• Problem requirements:
Reproduce the following rows word for word, omitting the pictures from your answer.

--- Data for this exercise ---

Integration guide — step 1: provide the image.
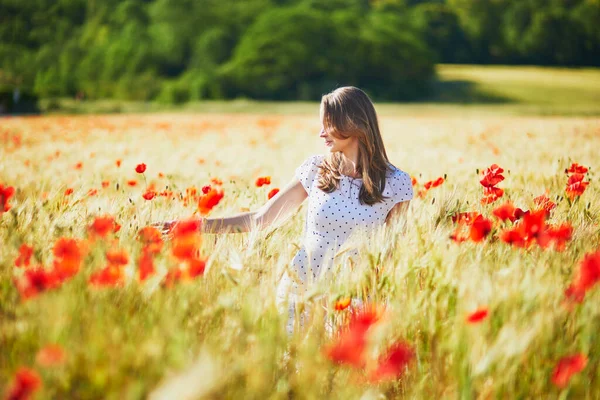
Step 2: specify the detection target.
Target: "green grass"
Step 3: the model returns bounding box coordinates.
[40,65,600,116]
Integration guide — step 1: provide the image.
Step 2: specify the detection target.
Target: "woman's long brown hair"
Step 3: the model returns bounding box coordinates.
[318,86,391,205]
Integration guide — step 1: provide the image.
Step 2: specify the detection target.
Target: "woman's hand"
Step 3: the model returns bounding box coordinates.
[152,220,178,236]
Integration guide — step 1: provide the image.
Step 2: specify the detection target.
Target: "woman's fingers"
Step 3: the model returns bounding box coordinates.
[152,221,177,236]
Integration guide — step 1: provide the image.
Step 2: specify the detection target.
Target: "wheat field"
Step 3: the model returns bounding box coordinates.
[0,113,600,399]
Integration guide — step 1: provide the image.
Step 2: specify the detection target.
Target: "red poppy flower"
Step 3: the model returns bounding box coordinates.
[142,190,156,200]
[565,163,588,174]
[173,219,201,238]
[369,342,415,383]
[423,177,444,190]
[469,215,492,242]
[479,164,504,187]
[198,189,224,215]
[500,228,526,247]
[0,183,15,214]
[88,264,125,286]
[481,186,504,204]
[492,202,525,222]
[139,226,163,245]
[552,353,588,389]
[335,297,352,311]
[171,235,202,261]
[566,174,590,201]
[35,344,67,367]
[546,223,573,251]
[255,176,271,187]
[161,266,183,287]
[6,367,42,400]
[565,251,600,303]
[466,307,489,324]
[15,243,33,267]
[533,194,556,215]
[325,307,381,368]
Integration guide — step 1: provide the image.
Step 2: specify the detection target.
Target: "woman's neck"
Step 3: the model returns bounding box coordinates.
[340,148,361,178]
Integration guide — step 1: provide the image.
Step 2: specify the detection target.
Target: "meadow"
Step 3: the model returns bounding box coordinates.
[0,110,600,399]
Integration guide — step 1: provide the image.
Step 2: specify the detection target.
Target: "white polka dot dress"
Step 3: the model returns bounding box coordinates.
[292,155,413,281]
[277,155,413,334]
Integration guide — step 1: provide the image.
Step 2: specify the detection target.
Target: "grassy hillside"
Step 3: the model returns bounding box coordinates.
[36,65,600,116]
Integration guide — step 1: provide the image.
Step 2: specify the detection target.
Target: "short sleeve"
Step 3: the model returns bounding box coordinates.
[295,155,324,193]
[390,169,413,204]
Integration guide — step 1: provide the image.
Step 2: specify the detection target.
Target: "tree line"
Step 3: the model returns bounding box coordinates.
[0,0,600,103]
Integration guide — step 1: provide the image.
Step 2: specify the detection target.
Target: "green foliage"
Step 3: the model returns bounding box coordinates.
[0,0,600,102]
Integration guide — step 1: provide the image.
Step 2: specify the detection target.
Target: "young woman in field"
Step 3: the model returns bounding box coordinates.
[157,87,413,331]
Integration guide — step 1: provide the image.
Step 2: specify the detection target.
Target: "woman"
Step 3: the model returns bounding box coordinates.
[158,86,413,332]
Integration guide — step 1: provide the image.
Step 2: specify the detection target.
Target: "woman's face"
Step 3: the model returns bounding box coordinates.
[319,115,356,153]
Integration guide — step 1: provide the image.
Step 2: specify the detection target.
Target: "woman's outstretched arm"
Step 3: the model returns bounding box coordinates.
[385,200,410,226]
[163,178,308,234]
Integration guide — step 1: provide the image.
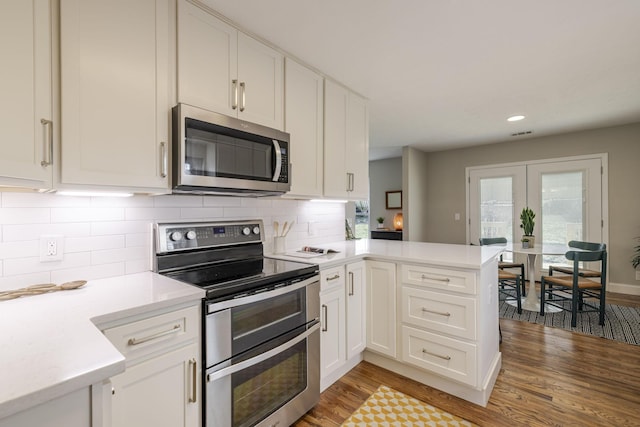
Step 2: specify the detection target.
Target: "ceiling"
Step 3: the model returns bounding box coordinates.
[202,0,640,160]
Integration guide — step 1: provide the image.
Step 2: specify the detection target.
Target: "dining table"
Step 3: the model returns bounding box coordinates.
[504,243,579,313]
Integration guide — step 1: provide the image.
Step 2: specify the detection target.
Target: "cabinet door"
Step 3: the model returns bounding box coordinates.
[178,0,238,117]
[0,0,53,188]
[367,261,397,358]
[284,58,324,197]
[60,0,175,190]
[238,32,284,130]
[346,261,366,359]
[345,93,369,200]
[324,80,349,198]
[111,344,201,427]
[320,286,346,378]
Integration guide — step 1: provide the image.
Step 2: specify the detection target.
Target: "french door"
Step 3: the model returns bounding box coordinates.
[467,154,607,268]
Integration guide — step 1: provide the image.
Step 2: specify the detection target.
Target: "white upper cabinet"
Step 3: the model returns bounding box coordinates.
[284,58,324,197]
[59,0,175,192]
[178,0,284,130]
[324,80,369,200]
[0,0,57,188]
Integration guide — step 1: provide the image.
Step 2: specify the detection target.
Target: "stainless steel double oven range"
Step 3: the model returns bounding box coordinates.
[154,220,320,427]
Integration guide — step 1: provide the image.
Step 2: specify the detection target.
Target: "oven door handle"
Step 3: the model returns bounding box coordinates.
[207,319,320,383]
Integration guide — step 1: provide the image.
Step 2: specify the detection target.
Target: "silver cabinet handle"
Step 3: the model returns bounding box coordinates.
[322,304,329,332]
[422,348,451,360]
[240,82,247,111]
[160,142,168,178]
[189,359,198,403]
[270,140,282,182]
[349,271,353,297]
[40,119,53,167]
[127,325,182,345]
[422,274,451,283]
[422,307,451,317]
[231,80,238,110]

---

• Reply to the task:
Integration guide — step 1: provide the image.
Step 2: specify the detection target.
Target: "green grass"
Step 3: the model returns bounding box coordinates.
[40,65,600,116]
Integration guide — step 1: provide the image.
Step 2: specify the detection target.
Target: "woman's long brown hair"
Step 3: the model returns bounding box coordinates.
[318,86,391,205]
Integration guide — step 1: provide the image.
Step 2: specify the detection target.
Target: "woman's hand"
Step 3: the model returns bounding box coordinates.
[152,220,178,236]
Integration guide — step 1: provide the image.
Step 2: specify the detection target.
Target: "woman's fingers"
Step 3: the model returns bounding box coordinates.
[152,221,177,236]
Integration guide — step 1: provide the image.
Step 2: specify the detection target.
Target: "wheat field"
Step 3: the model returns bounding box coordinates.
[0,113,600,399]
Integration guide — step 1: provide the image.
Step 2: specify the detection target.
Target: "red poppy flower"
Step 3: the model returns bounding box coordinates.
[142,190,156,200]
[565,163,588,174]
[173,219,201,238]
[369,342,415,383]
[423,177,444,190]
[469,215,492,242]
[479,164,504,187]
[198,189,224,215]
[500,228,526,247]
[0,183,15,214]
[88,264,125,286]
[481,186,504,204]
[492,202,525,222]
[139,226,163,245]
[552,353,588,389]
[335,297,352,311]
[171,235,202,261]
[566,174,590,201]
[35,344,67,367]
[546,223,573,251]
[255,176,271,187]
[161,266,183,287]
[6,367,42,400]
[565,251,600,303]
[466,307,489,324]
[15,243,33,267]
[533,194,556,215]
[325,307,381,368]
Integration guide — step 1: provide the image.
Step 2: specify the detection target.
Target: "woman's neck"
Step 3: the model returns bounding box coordinates.
[340,148,361,178]
Integration guide — step 1: provide the image.
Step 2: specify the detection target.
Target: "meadow"
Step 3: the model returns bounding box coordinates.
[0,110,600,399]
Integration guide — step 1: provide the image.
Step 2: specify the detection target.
Target: "white polka dot dress"
Step 3: the model returns bounding box coordinates.
[292,155,413,281]
[277,155,413,334]
Integration guide — step 1: provide the image.
Step 2: specify the detection target.
Target: "grassy hillside"
Step 3: the model returns bounding box coordinates.
[36,65,600,116]
Integration guide — step 1: provide the image.
Step 2: specify the detection target.
Target: "short sleeve"
Step 3: the model returns bounding box coordinates.
[295,155,324,193]
[390,169,413,204]
Integration guide — step 1: provide the image.
Step 2: specify the detection target.
Target: "tree line"
Step 3: the model returns bounding box coordinates.
[0,0,600,103]
Integration guide — step 1: provide the image.
Step 2: specify the detection target.
Target: "green foliage"
Step 3: the model returns bounding box coordinates.
[0,0,600,102]
Integration guide — step 1: provide the image.
Step 2: specify the detection target.
Target: "young woman in field"
Step 3: the model returns bounding box coordinates.
[157,87,413,331]
Integration guide — step 1: provide the image.
Step 2: specify the detection target.
Target: "woman"
Step 3: the model returns bounding box coordinates.
[158,86,413,332]
Integration guide — step 1: provide the image.
Step 2: specify the detection target.
Target: "woman's face"
Step 3: the model returns bounding box coordinates.
[319,115,356,153]
Integration guide — step 1: provide the image.
Step 2: specify the detection target.
Target: "woman's outstretched arm"
Step 3: the model returns bounding box coordinates.
[385,200,410,226]
[163,178,308,234]
Integration guide — step 1: provide the image.
Step 2: specify the detection target.
Target: "ceiling"
Step 3: the model returns bounding box coordinates.
[202,0,640,160]
Integration guide — step 1: provide the image.
Step 2: specify the detection target.
Target: "dining table"
Step 3: the model returns bounding box coordinates.
[504,243,579,313]
Integration guide — step 1: provide the image.
Step 2: specify the detection target.
Target: "cabinet door"
Step 3: the model returns bounding box coordinates.
[178,0,238,117]
[0,0,53,188]
[367,261,397,358]
[284,58,324,197]
[60,0,175,190]
[238,32,284,130]
[346,261,366,359]
[345,93,369,200]
[324,80,349,198]
[111,344,201,427]
[320,286,346,378]
Integration guide — step 1: provide the image.
Step 2: specify the detection target.
Target: "french door"
Step 3: the model returns bounding box coordinates.
[467,154,607,268]
Integration guide — step 1: provide the image.
Step 2: specify the detection target.
Target: "white upper cabinet"
Step 3: the model returns bounding box coordinates.
[284,58,324,197]
[59,0,175,192]
[178,0,284,130]
[324,80,369,200]
[0,0,57,188]
Integration guide — step 1: provide the image.
Step 2: specify the detection target.
Target: "stainless steel double oven range"
Step 3: the model returns bounding box coordinates.
[154,220,320,427]
Integration guide — step 1: provide the image.
Step 2: specify the detection target.
Target: "oven door handle"
Step 3: the model returns bounding box coordinates.
[207,319,320,383]
Integration guide — step 1: provide the image.
Step 2: specify the detection target.
Target: "silver cabinet handle"
Step 3: the model returns bounding box coordinates.
[322,304,329,332]
[422,348,451,360]
[240,82,247,111]
[160,142,168,178]
[189,359,198,403]
[270,140,282,182]
[349,271,353,297]
[40,119,53,167]
[127,325,182,345]
[422,274,451,283]
[422,307,451,317]
[231,80,238,110]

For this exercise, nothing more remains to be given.